:: EXERCISE ::
Search the material below for "chair" and copy every line where it occurs.

:: EXTRACTED RECORDS ::
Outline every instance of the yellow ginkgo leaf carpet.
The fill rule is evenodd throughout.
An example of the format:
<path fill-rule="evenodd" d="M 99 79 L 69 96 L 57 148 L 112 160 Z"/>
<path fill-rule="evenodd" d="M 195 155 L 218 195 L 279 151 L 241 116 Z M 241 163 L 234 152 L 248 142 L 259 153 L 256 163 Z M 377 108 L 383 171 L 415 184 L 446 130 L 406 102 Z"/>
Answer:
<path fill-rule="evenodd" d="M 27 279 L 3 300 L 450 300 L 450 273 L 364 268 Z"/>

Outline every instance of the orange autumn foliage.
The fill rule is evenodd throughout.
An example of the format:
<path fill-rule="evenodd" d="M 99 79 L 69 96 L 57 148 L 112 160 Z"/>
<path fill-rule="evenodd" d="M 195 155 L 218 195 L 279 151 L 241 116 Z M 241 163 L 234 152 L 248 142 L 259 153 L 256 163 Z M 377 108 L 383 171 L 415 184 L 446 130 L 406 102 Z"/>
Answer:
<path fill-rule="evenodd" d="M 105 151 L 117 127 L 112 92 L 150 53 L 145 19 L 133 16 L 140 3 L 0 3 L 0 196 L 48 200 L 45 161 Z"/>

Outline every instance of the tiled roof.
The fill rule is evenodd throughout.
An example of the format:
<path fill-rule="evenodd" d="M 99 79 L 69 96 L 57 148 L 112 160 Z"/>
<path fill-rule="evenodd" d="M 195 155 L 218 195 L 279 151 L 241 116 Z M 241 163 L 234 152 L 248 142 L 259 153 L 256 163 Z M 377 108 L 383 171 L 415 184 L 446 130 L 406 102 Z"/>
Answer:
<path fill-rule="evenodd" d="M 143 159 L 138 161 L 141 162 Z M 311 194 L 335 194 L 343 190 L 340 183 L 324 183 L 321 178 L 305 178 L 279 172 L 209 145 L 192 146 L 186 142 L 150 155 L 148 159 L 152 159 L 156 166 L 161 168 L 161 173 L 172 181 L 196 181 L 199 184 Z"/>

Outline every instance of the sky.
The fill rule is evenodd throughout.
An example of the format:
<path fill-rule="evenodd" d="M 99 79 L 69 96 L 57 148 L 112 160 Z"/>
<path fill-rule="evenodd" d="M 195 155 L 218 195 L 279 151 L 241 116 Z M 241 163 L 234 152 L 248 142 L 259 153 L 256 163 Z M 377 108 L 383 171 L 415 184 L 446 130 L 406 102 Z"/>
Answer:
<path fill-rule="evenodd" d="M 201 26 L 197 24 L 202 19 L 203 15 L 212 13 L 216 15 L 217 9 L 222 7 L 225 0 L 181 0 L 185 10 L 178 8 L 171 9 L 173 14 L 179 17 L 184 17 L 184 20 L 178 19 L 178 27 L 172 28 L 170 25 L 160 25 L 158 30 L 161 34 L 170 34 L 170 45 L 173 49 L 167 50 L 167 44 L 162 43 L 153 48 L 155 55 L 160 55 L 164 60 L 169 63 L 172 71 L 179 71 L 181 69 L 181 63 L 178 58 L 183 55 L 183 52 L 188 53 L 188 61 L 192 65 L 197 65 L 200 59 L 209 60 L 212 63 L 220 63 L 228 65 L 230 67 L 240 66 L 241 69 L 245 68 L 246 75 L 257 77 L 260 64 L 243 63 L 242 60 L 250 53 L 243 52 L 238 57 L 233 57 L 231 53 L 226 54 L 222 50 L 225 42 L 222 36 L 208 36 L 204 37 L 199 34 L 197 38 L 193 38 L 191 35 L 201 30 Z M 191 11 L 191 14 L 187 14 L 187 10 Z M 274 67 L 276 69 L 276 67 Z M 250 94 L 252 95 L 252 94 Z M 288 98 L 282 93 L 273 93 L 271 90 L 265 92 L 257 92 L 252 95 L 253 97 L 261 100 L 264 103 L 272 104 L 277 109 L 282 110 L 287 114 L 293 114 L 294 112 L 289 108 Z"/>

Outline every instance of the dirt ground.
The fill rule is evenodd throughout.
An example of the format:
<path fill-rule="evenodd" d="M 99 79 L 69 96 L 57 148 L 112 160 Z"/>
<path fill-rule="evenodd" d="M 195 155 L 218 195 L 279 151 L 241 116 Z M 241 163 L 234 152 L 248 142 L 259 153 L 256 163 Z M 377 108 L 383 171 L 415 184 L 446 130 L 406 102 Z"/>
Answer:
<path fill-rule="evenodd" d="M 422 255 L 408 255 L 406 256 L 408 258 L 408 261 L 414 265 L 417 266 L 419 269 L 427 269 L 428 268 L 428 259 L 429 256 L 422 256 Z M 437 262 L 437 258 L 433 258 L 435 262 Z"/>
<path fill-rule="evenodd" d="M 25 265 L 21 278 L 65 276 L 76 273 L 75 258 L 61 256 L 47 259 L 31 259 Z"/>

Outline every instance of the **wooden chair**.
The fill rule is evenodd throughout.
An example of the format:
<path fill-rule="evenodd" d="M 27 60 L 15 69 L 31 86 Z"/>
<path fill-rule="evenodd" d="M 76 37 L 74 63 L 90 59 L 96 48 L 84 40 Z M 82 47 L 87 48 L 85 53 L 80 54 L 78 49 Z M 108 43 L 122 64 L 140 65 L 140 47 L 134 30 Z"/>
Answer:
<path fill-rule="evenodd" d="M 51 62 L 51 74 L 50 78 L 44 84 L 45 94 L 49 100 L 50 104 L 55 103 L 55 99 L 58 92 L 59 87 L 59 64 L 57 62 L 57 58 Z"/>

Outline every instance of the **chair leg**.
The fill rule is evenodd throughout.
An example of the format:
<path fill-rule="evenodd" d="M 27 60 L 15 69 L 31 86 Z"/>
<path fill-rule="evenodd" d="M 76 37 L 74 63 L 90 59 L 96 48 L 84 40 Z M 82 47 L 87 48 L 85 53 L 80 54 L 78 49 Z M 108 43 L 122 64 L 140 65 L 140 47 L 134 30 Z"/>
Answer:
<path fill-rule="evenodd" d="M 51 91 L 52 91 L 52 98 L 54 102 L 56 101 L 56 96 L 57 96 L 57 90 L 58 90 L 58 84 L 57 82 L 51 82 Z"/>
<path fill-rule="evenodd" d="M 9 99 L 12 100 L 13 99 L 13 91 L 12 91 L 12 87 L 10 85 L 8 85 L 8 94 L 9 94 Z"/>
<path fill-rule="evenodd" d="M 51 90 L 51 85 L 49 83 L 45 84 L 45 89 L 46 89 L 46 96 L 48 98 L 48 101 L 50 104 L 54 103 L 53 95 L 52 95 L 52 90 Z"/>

==

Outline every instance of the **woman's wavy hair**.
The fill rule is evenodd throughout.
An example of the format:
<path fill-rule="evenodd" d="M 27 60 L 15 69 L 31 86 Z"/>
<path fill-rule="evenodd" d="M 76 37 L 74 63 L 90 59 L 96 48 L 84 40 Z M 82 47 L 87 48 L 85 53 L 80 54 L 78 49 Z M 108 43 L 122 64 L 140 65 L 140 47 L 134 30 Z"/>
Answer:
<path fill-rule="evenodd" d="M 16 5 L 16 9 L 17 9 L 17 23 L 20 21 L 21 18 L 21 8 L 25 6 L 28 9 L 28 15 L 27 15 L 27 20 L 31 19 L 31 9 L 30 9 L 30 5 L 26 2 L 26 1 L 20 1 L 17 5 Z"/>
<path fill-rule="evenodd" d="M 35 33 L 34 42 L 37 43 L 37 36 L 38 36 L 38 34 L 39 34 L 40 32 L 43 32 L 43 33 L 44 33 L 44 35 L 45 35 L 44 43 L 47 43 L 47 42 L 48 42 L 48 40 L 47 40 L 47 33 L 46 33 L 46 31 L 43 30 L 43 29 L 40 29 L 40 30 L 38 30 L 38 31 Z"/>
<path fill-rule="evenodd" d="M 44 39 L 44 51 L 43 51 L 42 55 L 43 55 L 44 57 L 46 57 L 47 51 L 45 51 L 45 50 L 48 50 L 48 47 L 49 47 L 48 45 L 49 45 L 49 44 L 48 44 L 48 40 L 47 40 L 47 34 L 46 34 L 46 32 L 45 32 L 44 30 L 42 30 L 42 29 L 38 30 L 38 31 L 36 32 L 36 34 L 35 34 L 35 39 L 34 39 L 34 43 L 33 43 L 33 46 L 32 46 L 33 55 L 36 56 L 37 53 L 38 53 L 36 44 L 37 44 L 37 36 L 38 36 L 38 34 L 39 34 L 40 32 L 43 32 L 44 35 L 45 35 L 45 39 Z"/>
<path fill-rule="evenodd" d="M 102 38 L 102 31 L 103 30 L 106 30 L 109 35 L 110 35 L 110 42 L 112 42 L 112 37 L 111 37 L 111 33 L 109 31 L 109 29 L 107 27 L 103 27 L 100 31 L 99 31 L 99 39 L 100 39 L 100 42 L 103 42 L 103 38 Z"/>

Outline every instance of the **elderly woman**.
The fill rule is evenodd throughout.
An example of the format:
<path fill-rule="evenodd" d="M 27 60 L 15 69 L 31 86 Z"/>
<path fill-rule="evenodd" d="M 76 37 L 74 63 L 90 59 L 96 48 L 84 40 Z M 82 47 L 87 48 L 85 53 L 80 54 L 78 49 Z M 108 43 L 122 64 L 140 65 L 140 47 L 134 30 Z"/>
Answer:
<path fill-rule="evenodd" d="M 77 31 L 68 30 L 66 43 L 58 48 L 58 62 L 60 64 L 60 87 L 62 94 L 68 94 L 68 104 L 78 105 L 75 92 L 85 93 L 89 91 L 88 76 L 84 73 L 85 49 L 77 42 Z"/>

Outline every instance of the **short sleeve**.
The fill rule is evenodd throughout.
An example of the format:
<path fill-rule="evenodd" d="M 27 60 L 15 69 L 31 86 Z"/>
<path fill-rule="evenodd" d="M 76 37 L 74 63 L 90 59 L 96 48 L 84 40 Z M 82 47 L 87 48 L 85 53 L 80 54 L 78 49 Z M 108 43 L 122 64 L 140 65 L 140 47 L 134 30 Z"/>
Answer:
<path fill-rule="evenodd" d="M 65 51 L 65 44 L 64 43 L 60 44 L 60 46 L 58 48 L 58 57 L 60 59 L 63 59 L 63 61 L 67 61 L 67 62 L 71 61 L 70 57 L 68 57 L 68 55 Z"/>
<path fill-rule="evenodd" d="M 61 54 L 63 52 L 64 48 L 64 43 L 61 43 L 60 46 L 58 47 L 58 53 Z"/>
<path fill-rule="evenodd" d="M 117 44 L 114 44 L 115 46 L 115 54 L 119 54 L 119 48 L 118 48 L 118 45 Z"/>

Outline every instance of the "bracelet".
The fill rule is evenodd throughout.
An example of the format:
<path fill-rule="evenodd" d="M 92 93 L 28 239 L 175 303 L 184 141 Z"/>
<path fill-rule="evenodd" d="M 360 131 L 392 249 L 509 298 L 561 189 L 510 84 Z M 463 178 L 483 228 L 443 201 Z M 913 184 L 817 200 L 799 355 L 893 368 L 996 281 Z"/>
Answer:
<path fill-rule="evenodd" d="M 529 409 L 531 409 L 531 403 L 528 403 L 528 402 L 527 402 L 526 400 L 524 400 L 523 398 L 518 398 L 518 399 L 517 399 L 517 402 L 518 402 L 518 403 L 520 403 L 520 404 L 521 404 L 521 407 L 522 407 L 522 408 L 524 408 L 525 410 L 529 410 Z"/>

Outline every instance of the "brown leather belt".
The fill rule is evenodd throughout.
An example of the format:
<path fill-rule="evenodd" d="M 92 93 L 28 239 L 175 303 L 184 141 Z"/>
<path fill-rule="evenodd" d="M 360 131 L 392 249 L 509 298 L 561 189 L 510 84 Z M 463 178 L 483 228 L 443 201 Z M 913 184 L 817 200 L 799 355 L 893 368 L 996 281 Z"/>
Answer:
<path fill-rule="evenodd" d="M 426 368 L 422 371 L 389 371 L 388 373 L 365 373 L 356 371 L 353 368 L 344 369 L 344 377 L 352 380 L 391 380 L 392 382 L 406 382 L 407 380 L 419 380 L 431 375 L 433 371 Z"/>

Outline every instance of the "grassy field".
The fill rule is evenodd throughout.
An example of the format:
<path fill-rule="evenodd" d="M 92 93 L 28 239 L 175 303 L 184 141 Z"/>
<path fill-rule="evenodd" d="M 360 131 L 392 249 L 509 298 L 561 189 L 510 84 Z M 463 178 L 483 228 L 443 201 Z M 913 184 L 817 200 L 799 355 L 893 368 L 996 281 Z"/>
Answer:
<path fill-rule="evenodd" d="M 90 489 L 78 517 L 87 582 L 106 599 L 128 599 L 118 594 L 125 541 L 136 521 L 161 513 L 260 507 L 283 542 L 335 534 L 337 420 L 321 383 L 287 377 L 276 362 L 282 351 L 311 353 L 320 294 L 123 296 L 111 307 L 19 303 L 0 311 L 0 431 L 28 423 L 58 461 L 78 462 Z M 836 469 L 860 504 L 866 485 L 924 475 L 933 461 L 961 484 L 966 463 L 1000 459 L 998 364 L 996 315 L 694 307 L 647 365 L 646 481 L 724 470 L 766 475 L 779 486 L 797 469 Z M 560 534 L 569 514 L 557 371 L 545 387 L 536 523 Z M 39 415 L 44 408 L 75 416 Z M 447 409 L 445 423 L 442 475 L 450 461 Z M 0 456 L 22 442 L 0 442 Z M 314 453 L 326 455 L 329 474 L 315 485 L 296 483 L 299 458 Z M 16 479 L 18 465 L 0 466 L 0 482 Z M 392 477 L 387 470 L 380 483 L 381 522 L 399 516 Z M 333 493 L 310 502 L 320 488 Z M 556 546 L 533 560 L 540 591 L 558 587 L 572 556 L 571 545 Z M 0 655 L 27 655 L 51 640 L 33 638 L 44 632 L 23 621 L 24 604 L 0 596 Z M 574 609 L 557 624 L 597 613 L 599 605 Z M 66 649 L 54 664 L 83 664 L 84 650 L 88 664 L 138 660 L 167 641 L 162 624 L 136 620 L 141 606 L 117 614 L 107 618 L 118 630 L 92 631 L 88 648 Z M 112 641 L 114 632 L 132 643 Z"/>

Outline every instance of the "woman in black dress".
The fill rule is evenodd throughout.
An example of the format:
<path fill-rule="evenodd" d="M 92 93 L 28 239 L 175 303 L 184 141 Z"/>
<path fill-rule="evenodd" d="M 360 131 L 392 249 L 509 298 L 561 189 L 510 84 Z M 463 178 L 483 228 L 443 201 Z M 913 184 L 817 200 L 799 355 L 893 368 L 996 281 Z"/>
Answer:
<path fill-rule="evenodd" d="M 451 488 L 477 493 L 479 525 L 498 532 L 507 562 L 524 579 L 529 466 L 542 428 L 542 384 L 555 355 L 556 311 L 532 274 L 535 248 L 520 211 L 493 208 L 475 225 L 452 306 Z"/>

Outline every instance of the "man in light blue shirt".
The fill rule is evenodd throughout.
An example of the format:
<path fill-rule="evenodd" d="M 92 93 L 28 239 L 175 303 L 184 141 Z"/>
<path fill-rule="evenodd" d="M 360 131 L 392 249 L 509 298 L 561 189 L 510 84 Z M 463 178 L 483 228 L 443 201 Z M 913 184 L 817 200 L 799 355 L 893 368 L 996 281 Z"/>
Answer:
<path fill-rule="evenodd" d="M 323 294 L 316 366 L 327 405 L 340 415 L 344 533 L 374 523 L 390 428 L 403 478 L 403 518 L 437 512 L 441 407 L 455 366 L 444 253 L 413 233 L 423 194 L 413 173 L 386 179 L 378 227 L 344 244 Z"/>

==

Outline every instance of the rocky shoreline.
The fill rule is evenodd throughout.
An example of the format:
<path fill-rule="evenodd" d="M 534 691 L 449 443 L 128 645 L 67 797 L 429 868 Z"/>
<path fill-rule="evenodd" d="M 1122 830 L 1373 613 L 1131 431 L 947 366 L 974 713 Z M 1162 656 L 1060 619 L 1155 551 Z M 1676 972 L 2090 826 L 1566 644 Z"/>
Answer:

:: RESULT OF THE EXERCISE ::
Outline every instance of the **wooden chair**.
Outline every instance of the **chair leg**.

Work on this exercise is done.